### YOUR TASK
Change "the spot farthest from the object's outline" to "the spot farthest from the object's edge" throughout the records, and write all of them out again with nothing else altered. Leave out the pictures.

### DATASET RECORDS
__________________________________________________

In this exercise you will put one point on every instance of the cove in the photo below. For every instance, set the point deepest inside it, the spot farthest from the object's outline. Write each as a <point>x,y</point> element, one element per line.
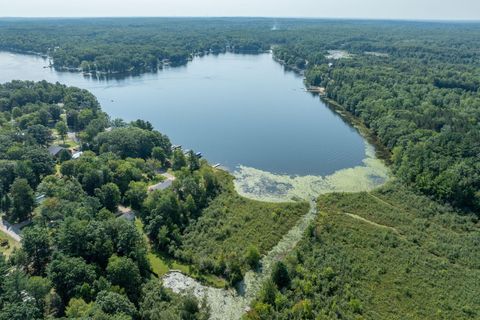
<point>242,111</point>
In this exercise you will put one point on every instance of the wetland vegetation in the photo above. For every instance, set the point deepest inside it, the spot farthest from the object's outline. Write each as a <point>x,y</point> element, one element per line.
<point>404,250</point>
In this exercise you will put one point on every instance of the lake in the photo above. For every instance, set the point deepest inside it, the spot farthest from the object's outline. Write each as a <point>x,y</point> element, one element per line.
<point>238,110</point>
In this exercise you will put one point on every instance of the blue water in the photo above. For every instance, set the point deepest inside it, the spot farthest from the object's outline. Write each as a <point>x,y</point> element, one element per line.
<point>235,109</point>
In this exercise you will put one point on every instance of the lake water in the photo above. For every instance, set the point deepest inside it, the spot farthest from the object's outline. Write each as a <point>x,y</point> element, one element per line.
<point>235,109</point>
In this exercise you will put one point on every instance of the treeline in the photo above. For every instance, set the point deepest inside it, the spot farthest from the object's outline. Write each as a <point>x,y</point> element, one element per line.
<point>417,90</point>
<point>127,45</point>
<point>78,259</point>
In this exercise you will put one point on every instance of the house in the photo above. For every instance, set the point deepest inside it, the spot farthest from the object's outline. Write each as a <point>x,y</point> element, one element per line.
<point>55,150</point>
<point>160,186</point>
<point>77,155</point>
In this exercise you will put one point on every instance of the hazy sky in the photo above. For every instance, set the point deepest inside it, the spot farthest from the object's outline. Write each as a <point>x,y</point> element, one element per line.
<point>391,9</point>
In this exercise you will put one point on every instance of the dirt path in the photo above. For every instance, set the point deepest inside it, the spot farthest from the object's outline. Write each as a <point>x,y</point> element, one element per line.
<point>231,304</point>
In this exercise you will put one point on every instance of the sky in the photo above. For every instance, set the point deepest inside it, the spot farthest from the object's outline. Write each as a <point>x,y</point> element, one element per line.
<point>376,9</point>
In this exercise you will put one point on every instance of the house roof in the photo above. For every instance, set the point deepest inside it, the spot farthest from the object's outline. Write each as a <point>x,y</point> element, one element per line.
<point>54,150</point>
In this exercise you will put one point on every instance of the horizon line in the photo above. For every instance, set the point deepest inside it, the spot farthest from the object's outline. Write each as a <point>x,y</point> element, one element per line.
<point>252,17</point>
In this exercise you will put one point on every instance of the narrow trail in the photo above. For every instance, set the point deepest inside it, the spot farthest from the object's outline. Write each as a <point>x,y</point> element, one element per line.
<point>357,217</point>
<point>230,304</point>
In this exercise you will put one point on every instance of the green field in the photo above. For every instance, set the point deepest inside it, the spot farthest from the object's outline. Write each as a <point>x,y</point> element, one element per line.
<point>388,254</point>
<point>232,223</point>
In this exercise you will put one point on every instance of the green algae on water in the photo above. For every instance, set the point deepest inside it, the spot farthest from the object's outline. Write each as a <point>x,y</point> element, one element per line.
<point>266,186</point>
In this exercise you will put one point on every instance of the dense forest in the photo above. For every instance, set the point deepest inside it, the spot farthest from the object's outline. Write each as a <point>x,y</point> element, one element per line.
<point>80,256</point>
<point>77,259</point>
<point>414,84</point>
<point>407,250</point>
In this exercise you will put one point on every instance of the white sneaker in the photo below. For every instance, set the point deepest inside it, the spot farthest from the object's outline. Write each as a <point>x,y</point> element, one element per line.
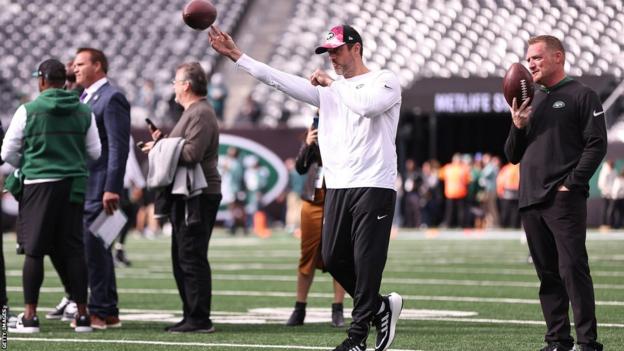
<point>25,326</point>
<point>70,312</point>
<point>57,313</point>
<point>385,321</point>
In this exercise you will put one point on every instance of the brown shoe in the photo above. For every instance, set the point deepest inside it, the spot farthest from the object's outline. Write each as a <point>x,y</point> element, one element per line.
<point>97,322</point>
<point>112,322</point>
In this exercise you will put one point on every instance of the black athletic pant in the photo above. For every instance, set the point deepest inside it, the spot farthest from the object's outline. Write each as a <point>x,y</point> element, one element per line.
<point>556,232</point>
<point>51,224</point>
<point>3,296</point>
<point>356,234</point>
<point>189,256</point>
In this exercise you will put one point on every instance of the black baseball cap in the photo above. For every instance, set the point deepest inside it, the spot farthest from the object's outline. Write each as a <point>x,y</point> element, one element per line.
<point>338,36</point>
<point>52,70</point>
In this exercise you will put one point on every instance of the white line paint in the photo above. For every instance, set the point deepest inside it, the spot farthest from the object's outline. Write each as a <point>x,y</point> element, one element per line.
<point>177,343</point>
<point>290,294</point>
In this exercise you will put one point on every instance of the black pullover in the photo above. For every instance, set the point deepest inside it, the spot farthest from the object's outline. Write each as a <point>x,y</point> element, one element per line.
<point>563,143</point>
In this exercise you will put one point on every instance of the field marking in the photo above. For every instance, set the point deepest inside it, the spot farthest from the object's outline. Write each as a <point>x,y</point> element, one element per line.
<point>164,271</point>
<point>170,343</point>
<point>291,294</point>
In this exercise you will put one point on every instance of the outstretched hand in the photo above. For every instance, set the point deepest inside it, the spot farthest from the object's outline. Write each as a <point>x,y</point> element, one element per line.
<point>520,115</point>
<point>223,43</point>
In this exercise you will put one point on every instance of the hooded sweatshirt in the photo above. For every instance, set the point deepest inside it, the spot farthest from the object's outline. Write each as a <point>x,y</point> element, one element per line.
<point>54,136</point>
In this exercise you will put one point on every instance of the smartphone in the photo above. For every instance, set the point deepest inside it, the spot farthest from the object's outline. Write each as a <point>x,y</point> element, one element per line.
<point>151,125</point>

__________________________________________________

### THE OUTPUT
In this exercise you will put one point on every instance of the cove in the photo below. For every instance, set the point deepest inside it, the spot farthest from the object's edge. Write each as a <point>x,y</point> element, one element per line.
<point>242,111</point>
In this exercise you will put one point on every instance of the wetland vegetation in the photo above. For every instance, set the point deepest inside it, the spot farthest from the object's edge. Write each as a <point>x,y</point> element, one element per line.
<point>404,250</point>
In this exercise you will put one point on every instance of the lake in the photo above. For every instance, set the point deepest inside it, the spot farthest from the object's edge. Write each as a <point>x,y</point> element, one element per line.
<point>238,110</point>
In this exercise you will put one point on every instance of the blue water in the photo above. For every instance, set the point deepest inside it, the spot farthest from the object's edge. Write each as a <point>x,y</point> element, one element per line.
<point>235,109</point>
In this exercise you will put one point on every instance of the lake water in the photo above. For every instance, set the point deepest inside it, the spot farthest from the object's edge. Write each as a <point>x,y</point> element, one element per line.
<point>235,109</point>
In this exercise you will put one point on every instance of the treeline in the photo above. For every instance, set the point deepest inside it, the spot farthest from the object's edge. Write each as a <point>x,y</point> element, one element per line.
<point>417,90</point>
<point>127,45</point>
<point>78,259</point>
In this exercise you will put one point on every instance of the house in the photo above. For every instance, set the point deepest inside it, the spot farthest from the object's edge. Write each as a <point>x,y</point> element, one element per line.
<point>55,150</point>
<point>160,186</point>
<point>77,155</point>
In this exercise you will put one point on every instance of the hazy sky in the photo above. For every instance, set the point deepest inside it, the spot farthest from the object's edge. Write each as a <point>x,y</point> element, one element per line.
<point>391,9</point>
In this exercise you will put one point on every instance of the dirt path in the photo above. For every instance, set the point deepest inside it, the spot farthest from the object's edge. Write each as a <point>x,y</point> element, one element per line.
<point>231,304</point>
In this exercise you will put one point on every instance of the sky in the photo above. For every instance, set the point deepest inside it, the spot farthest from the object's edge. Write each as a <point>x,y</point> element, one element per line.
<point>376,9</point>
In this exercise you will put one point on every instance of the house roof in the photo above. For every instance, set the point deepest inside it, the spot farthest from the object's edge. Write each as a <point>x,y</point> element, one element per line.
<point>54,150</point>
In this exercise you will put one point on every instance of the horizon line in the photo above. For every instance, set the point deepest inside it, the spot farthest from the object's edge. Write each as a <point>x,y</point> element, one element per line.
<point>252,17</point>
In this exercise you will put one point on every instance of the narrow trail in the photo above. For every instance, set the point deepest inside it, the spot farthest from the object's edge. Write each as a <point>x,y</point> element, one element per line.
<point>357,217</point>
<point>230,304</point>
In this exercise you will put one point on every instance of the green field in the photo above. For every instance, set the point deepest inside it, the spot farthest from the object's edge. Write each as a <point>x,y</point> element, one element per line.
<point>388,254</point>
<point>232,223</point>
In this exercise you will put one point on every instance of the green algae on water in the photo above. For every instance, set the point deepest inside it, the spot farthest from the object's edge. Write each as a <point>x,y</point> element, one element per line.
<point>266,186</point>
In this exercise you will put one point on every instance of the dense forest in the photo above. For every instance, set the point deepest inside it, the spot farthest from the object's edge. Write each as a <point>x,y</point> element, one element per line.
<point>80,256</point>
<point>77,259</point>
<point>414,84</point>
<point>407,250</point>
In this exercise you will put one point on every instance of the white sneaker in the photo below. For every instance, set the point deepest inside it, the spot farthest from the object's edge. Write each as a <point>x,y</point> element, one element per line.
<point>25,326</point>
<point>70,312</point>
<point>57,313</point>
<point>385,321</point>
In this exercise you will put one point on every instance of the brown shoe in the photo above. For every instance, set the point deepest inside it, the spot farthest from the object's edge. Write each as a <point>x,y</point> element, one element per line.
<point>97,322</point>
<point>112,322</point>
In this exercise you will put one point on every instance of the black athletic pant in the photo above. For every instance, set the point deepest inside it, the spot farthest from the object's edge. Write each as a <point>x,y</point> element, one element per line.
<point>556,232</point>
<point>51,224</point>
<point>3,296</point>
<point>356,234</point>
<point>189,256</point>
In this exercise you will put one point on every instance of the black baseball cap in the photo above. For every instance, set the point deepest inside it, the spot farthest from the object's edge. Write each as a <point>x,y</point> element, one element per line.
<point>338,36</point>
<point>52,70</point>
In this exercise you will put one point on every instance of the white line paint in the photo above. For every instance, set the point deepest inside it, the spot farthest from the object's edge. Write each as a <point>x,y</point> element, one element per line.
<point>177,343</point>
<point>290,294</point>
In this exercise you will put one point on every instance of the black pullover in the photo above. For every instance, set the point deepest inside it, the spot farthest from the object's edge. Write each as a <point>x,y</point> element, one element per line.
<point>563,143</point>
In this exercise you will put one point on every instance of the field marking in the photo above. For every instance, set the point deepest inside it, the spot farthest from the object's edge. Write each as a <point>x,y</point> element, one element per line.
<point>164,271</point>
<point>170,343</point>
<point>291,294</point>
In this exercise you will put one point on every instance of the outstretched hand in the photo above. For every instance, set the point deepest inside it, the spot farthest from the object's edge. Write each as a <point>x,y</point> element, one element per line.
<point>520,115</point>
<point>223,43</point>
In this exercise you will put one point on every instance of the hooded sweatshirt in the photo above. For every instance, set the point deepest inside it, the spot farthest from the object's edge. Write each as a <point>x,y</point> element, one element per line.
<point>54,136</point>
In this exercise you will put one point on every instance of the smartphone in the photo above. For every instance, set the point deepest inside it, the spot farthest from the object's edge. Write each as a <point>x,y</point> element, one element per line.
<point>151,125</point>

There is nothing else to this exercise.